** Begin **

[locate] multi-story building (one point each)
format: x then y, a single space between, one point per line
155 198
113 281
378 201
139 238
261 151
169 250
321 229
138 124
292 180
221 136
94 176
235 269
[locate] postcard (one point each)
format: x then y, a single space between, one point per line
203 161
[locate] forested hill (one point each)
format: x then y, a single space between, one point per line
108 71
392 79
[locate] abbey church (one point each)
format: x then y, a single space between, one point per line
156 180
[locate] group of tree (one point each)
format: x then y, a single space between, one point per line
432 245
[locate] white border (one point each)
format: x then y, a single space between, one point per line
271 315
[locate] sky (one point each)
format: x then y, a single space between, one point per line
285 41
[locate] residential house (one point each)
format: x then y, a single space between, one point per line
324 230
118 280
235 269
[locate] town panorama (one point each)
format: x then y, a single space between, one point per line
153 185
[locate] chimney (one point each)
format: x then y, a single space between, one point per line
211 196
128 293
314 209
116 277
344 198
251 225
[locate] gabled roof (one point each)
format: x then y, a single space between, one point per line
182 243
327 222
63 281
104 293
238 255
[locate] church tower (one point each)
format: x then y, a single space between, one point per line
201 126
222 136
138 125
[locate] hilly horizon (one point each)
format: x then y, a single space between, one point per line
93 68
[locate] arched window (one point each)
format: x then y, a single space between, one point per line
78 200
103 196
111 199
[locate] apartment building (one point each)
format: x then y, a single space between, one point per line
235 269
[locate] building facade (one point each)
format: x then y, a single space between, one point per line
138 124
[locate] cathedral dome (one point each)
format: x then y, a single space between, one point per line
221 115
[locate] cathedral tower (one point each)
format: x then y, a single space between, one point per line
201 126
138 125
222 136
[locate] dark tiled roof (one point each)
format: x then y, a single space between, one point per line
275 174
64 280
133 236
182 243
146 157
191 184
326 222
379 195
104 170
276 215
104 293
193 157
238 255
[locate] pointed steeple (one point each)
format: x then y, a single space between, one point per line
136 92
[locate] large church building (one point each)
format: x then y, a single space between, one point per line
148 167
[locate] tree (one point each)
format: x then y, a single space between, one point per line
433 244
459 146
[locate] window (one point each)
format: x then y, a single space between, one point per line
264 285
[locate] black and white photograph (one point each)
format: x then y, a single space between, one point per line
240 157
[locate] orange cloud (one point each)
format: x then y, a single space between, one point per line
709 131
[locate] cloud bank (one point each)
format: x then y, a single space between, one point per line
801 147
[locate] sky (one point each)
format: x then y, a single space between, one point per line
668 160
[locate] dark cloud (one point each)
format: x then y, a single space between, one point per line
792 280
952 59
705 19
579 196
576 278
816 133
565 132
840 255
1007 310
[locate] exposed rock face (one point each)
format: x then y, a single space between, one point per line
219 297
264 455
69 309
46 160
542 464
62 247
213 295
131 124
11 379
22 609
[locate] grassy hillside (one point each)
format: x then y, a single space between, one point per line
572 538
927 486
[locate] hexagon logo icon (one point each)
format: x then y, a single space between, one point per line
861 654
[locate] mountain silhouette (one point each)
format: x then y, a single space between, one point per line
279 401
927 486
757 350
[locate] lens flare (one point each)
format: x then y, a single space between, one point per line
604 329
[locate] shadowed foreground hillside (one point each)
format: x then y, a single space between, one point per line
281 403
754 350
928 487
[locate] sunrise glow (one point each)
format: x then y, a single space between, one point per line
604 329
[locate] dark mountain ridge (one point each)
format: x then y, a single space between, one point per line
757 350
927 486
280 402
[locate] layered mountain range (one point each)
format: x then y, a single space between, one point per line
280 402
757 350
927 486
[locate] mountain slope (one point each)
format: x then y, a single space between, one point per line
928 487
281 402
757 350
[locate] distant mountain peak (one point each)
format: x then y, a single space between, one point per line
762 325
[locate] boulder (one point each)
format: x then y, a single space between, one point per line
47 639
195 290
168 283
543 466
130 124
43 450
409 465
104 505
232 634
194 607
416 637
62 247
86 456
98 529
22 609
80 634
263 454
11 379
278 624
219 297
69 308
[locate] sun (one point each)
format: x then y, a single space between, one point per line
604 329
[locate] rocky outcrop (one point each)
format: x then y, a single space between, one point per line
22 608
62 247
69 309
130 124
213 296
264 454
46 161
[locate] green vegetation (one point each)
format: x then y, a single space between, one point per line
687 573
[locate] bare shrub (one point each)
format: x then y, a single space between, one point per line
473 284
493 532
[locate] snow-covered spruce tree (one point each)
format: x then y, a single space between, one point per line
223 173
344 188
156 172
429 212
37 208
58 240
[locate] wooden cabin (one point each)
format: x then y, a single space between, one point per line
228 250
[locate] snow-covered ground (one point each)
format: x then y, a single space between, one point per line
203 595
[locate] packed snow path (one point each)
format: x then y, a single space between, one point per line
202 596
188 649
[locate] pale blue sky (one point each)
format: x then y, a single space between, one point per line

** End **

* TASK TO COMPLETE *
All of the entries must be written out exactly as they stand.

* FINISHED EXERCISE *
[locate] multi-story building (one point each)
format: x then y, a single space between, one point per line
155 198
113 281
378 201
139 238
261 151
169 250
321 229
138 124
292 180
221 136
94 176
235 269
[locate] postcard (one point each)
format: x then y, a single space between, one point per line
203 161
[locate] forested hill (one point each)
format: x then y, a single space between, one point per line
108 71
392 79
[locate] abbey church (one point each)
format: x then y, a single space between, one point per line
156 180
[locate] group of tree (one point each)
format: x then y, a single space between, one point per line
432 245
[locate] white border (one point each)
format: x then y, a single space between, one point per line
271 315
[locate] sky (one point each)
format: x then y, a single space between, one point per line
285 41
[locate] residential house (one point each)
format: x then y, a single space between, one point per line
324 230
118 280
235 269
[locate] town panorama (one point each)
format: x then y, a single space between, one point per line
153 185
[locate] chimney (one point each)
format: x then y, a single space between, one point per line
211 196
128 293
314 209
116 277
344 198
251 225
[locate] gabled roof (one point each)
format: x then y, a single space between, one point per line
182 243
327 222
63 281
104 293
238 255
[locate] church tower (one point each)
format: x then y, a single space between, one point per line
201 126
222 136
138 125
[locate] hilly horizon (one point each)
format: x then y, a single space between, one point per line
93 68
[locate] arched window (one point each)
format: x then y, a single space between, one point per line
78 200
103 196
111 199
[locate] apartment building (one point each)
format: x then y, a single space between, one point per line
235 269
[locate] building facade (one point each)
format: x then y, a single space between, one point per line
138 124
[locate] cathedral dome (one point each)
format: x then y, a single space between, one point per line
221 115
[locate] cathedral tower (one point each)
format: x then y, a single space between, one point per line
201 126
138 125
222 136
[locate] dark tiled roof (one point each)
format: x then y, a single space between, one point per line
275 174
64 280
133 236
182 243
146 157
191 184
326 222
379 195
104 170
276 215
104 293
193 157
238 255
[locate] pointed steeple (one point each)
format: x then y, a single space between, one point per line
136 92
[locate] large church building (one point each)
format: x then y, a single space between, one point per line
148 167
[locate] tree (one point each)
format: x then y, a single space between, one point per line
433 244
459 146
[locate] window (one point each)
format: x then y, a single space between, one point per line
264 285
[locate] black and white photograph (one point each)
format: x then y, a single space between, one point per line
240 157
[locate] orange cloud (one point each)
format: x then y, a single space between, one point per line
709 131
[locate] cloud bank (one point each)
format: x then y, a single space between, one point per line
801 147
[locate] sky (one point each)
format: x then y, a single space between, one point per line
668 160
[locate] dark cloud (one point each)
format: x then y, a single space between, one point per line
792 280
952 59
705 19
579 196
576 278
816 133
565 132
840 255
1007 310
[locate] exposed rock face (one point each)
format: x then y, a single space between, one point per line
219 297
264 455
69 309
46 160
542 464
62 247
213 295
131 124
11 379
22 609
[locate] grassy hillside (one point each)
format: x then y, a single space between, one point per line
572 538
927 486
[locate] hexagon logo icon (one point each)
format: x then y, a single space between, one point per line
861 654
[locate] mountain silhouette (one point each)
format: x then y, a single space between, one point per line
279 401
927 486
757 350
[locate] lens flare (one point each)
format: x then y, a single space between, one point per line
604 329
[locate] shadowed foreground hillside (one point each)
format: x then y, a single space between, one point per line
281 403
754 350
928 487
[locate] sunrise glow (one point each)
format: x then y, a single space between, one point per line
604 329
[locate] dark mountain ridge (one point each)
format: x then y, a single space between, one point per line
757 350
927 486
280 402
[locate] layered mountain range (one point each)
format: x then y, a single space between, one point per line
280 402
757 350
927 486
[locate] mountain slope (one point each)
format: x then y, a single space between, one point per line
928 487
281 402
757 350
[locate] distant mountain peak (one point each)
format: x then y, a single space between, one point per line
762 325
[locate] boulder (one point each)
format: x then y, a single space between, one point per line
47 639
195 290
168 283
543 466
130 124
43 450
409 465
104 505
232 634
194 607
416 637
62 247
86 456
98 529
22 609
80 634
263 454
11 379
278 624
219 297
69 308
[locate] sun (one point each)
format: x then y, a single space between, one point per line
604 329
[locate] rocky outcrop (one point each)
format: x then y, a single space between, one point per line
22 608
62 247
69 309
130 124
213 296
264 454
46 161
[locate] green vegetation (one point each)
format: x then y, a single space between, one point per line
687 573
[locate] bare shrub (one point each)
format: x then y, a single space between, one point per line
473 284
493 532
[locate] snow-covered spruce tree (one point each)
format: x then y, a single space between, one point per line
223 173
344 188
156 172
429 212
37 208
58 240
[locate] wooden cabin (one point each)
format: x then y, a single space between, one point per line
228 250
[locate] snow-covered ground (one point each)
format: x then y, a single space between, one point per line
203 595
[locate] packed snow path (one point each)
format: x then y, a single space between, one point per line
202 596
188 649
[locate] pale blue sky (one point each)
format: x then y, a single space between, one point per line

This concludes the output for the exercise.